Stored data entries
****************************************
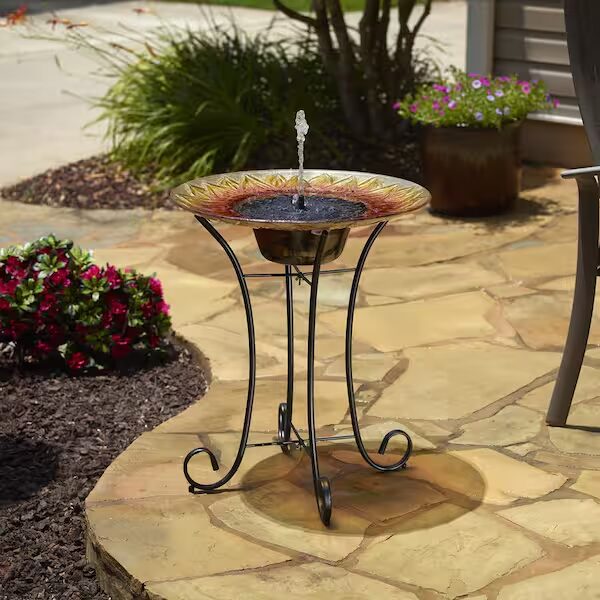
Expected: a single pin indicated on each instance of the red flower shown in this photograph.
(116, 307)
(121, 346)
(147, 309)
(48, 303)
(54, 333)
(60, 278)
(155, 286)
(93, 271)
(112, 276)
(14, 268)
(17, 329)
(8, 287)
(77, 361)
(43, 347)
(162, 307)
****************************************
Repeat each line of the records exactly. Do not include the pictures.

= TASK OUTPUT =
Expected: a single pin indicated on each instance of the red flower shown in this photograph.
(116, 307)
(121, 346)
(147, 309)
(48, 303)
(54, 333)
(60, 278)
(155, 286)
(93, 271)
(112, 276)
(14, 268)
(17, 329)
(8, 287)
(77, 361)
(43, 347)
(162, 307)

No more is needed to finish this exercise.